- **WRITTEN INSTRUCTION**:
Return the records below from the line containing "[mark] the red" onward, exactly, through and including the last line.

[Location annotation dataset excerpts]
# # #

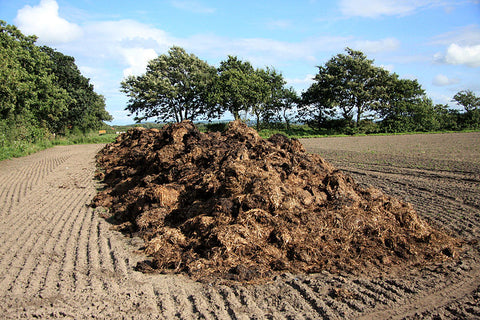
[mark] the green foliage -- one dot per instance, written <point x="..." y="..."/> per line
<point x="238" y="86"/>
<point x="42" y="94"/>
<point x="468" y="100"/>
<point x="349" y="83"/>
<point x="86" y="109"/>
<point x="176" y="86"/>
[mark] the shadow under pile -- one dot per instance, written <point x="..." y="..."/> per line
<point x="234" y="206"/>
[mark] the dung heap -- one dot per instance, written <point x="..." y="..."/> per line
<point x="234" y="206"/>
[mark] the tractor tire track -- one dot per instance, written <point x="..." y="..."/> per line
<point x="59" y="259"/>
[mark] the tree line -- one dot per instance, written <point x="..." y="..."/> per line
<point x="349" y="95"/>
<point x="42" y="92"/>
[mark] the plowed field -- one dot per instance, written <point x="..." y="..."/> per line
<point x="59" y="259"/>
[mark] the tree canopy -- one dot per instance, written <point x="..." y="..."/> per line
<point x="42" y="90"/>
<point x="176" y="86"/>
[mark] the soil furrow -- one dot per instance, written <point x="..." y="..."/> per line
<point x="58" y="259"/>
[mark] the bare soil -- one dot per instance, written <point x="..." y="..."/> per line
<point x="59" y="259"/>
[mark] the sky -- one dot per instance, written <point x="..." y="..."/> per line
<point x="436" y="42"/>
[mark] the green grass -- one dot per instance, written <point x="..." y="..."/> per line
<point x="303" y="131"/>
<point x="17" y="149"/>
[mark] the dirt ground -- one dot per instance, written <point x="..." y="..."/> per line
<point x="58" y="259"/>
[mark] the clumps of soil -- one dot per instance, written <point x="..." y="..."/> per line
<point x="237" y="207"/>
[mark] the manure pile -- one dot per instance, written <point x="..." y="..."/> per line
<point x="234" y="206"/>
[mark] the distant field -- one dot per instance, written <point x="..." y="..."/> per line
<point x="59" y="259"/>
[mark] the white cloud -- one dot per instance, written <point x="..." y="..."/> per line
<point x="279" y="24"/>
<point x="375" y="46"/>
<point x="193" y="6"/>
<point x="137" y="59"/>
<point x="441" y="80"/>
<point x="464" y="36"/>
<point x="307" y="81"/>
<point x="43" y="21"/>
<point x="377" y="8"/>
<point x="126" y="43"/>
<point x="458" y="55"/>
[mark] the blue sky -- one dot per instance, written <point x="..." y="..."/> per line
<point x="434" y="41"/>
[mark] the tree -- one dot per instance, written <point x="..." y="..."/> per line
<point x="238" y="86"/>
<point x="471" y="103"/>
<point x="316" y="105"/>
<point x="349" y="82"/>
<point x="404" y="106"/>
<point x="288" y="101"/>
<point x="28" y="91"/>
<point x="468" y="100"/>
<point x="86" y="108"/>
<point x="268" y="92"/>
<point x="176" y="86"/>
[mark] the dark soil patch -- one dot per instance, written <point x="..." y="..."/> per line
<point x="237" y="207"/>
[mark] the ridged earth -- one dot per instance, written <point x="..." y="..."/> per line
<point x="60" y="260"/>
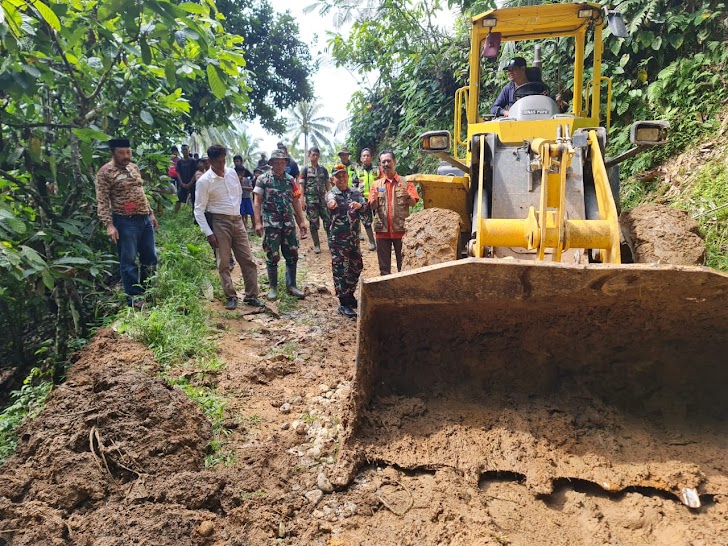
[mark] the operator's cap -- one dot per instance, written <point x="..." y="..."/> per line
<point x="340" y="168"/>
<point x="118" y="143"/>
<point x="515" y="62"/>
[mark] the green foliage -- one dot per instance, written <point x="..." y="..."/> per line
<point x="175" y="327"/>
<point x="306" y="123"/>
<point x="73" y="73"/>
<point x="418" y="68"/>
<point x="671" y="67"/>
<point x="26" y="404"/>
<point x="279" y="63"/>
<point x="706" y="198"/>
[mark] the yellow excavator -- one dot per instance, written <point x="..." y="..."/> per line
<point x="528" y="349"/>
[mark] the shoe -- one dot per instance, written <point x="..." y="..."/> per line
<point x="370" y="236"/>
<point x="273" y="282"/>
<point x="347" y="311"/>
<point x="291" y="282"/>
<point x="253" y="302"/>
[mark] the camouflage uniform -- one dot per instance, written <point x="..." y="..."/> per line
<point x="278" y="220"/>
<point x="315" y="180"/>
<point x="346" y="260"/>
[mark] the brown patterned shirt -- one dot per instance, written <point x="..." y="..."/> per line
<point x="119" y="191"/>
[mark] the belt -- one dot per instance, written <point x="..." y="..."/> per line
<point x="140" y="215"/>
<point x="231" y="216"/>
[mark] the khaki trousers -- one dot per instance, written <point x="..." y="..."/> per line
<point x="384" y="255"/>
<point x="232" y="237"/>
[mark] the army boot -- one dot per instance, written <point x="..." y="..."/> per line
<point x="370" y="235"/>
<point x="316" y="243"/>
<point x="291" y="282"/>
<point x="273" y="282"/>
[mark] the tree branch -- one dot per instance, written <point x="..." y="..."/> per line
<point x="69" y="68"/>
<point x="30" y="125"/>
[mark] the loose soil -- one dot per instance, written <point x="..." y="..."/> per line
<point x="662" y="234"/>
<point x="116" y="457"/>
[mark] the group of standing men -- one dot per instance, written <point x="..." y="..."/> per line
<point x="381" y="203"/>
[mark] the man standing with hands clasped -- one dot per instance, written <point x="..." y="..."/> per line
<point x="346" y="207"/>
<point x="219" y="194"/>
<point x="130" y="223"/>
<point x="276" y="201"/>
<point x="390" y="198"/>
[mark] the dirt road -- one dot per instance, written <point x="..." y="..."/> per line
<point x="116" y="458"/>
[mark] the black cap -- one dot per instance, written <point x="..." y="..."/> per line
<point x="118" y="143"/>
<point x="515" y="62"/>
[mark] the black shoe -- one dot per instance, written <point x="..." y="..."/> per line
<point x="347" y="311"/>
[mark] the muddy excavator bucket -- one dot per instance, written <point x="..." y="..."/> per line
<point x="611" y="374"/>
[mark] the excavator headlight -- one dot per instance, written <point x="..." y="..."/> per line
<point x="649" y="133"/>
<point x="436" y="141"/>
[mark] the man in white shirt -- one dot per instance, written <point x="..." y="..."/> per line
<point x="219" y="193"/>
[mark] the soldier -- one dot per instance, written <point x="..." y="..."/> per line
<point x="347" y="207"/>
<point x="276" y="202"/>
<point x="315" y="181"/>
<point x="345" y="159"/>
<point x="368" y="173"/>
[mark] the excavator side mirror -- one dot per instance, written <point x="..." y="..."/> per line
<point x="616" y="23"/>
<point x="649" y="133"/>
<point x="436" y="141"/>
<point x="491" y="46"/>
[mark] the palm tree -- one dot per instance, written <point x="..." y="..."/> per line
<point x="306" y="122"/>
<point x="235" y="138"/>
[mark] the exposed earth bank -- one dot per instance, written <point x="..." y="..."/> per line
<point x="116" y="458"/>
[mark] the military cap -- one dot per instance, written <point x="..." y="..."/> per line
<point x="279" y="154"/>
<point x="340" y="168"/>
<point x="118" y="143"/>
<point x="515" y="62"/>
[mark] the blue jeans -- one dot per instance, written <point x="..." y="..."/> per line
<point x="136" y="236"/>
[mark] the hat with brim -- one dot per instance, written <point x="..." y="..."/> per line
<point x="279" y="154"/>
<point x="338" y="169"/>
<point x="515" y="62"/>
<point x="118" y="143"/>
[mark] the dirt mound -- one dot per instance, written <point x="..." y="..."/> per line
<point x="104" y="433"/>
<point x="661" y="234"/>
<point x="431" y="237"/>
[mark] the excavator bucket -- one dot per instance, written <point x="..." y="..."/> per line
<point x="610" y="374"/>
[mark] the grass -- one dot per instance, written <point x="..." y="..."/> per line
<point x="706" y="191"/>
<point x="26" y="403"/>
<point x="176" y="326"/>
<point x="703" y="191"/>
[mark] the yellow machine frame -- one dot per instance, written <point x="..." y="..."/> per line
<point x="548" y="228"/>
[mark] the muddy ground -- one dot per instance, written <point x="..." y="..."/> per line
<point x="116" y="457"/>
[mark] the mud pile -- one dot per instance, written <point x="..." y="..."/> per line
<point x="431" y="238"/>
<point x="115" y="453"/>
<point x="661" y="234"/>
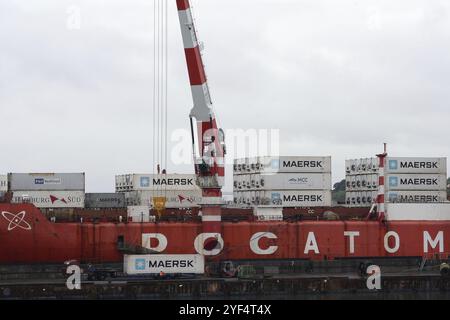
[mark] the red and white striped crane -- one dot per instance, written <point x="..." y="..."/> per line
<point x="209" y="154"/>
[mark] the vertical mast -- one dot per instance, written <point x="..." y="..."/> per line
<point x="210" y="164"/>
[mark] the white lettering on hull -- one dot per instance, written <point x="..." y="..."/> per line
<point x="254" y="243"/>
<point x="396" y="239"/>
<point x="311" y="244"/>
<point x="351" y="238"/>
<point x="162" y="241"/>
<point x="428" y="241"/>
<point x="199" y="244"/>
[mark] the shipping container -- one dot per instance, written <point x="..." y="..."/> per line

# # #

- **EXERCISE OUTPUT**:
[mark] the red and white striped crane -- one dot per instance, written <point x="..." y="..."/> per line
<point x="209" y="154"/>
[mark] the vertical mast -- one dot per instance, written <point x="..." y="..."/> per line
<point x="210" y="164"/>
[mark] the white lettering on hull -- one dot per instance, written <point x="..." y="..."/> per line
<point x="254" y="243"/>
<point x="396" y="239"/>
<point x="311" y="244"/>
<point x="351" y="238"/>
<point x="162" y="241"/>
<point x="428" y="241"/>
<point x="199" y="244"/>
[mark] the shipping container -- one dot per instance, written <point x="..." y="..."/> per line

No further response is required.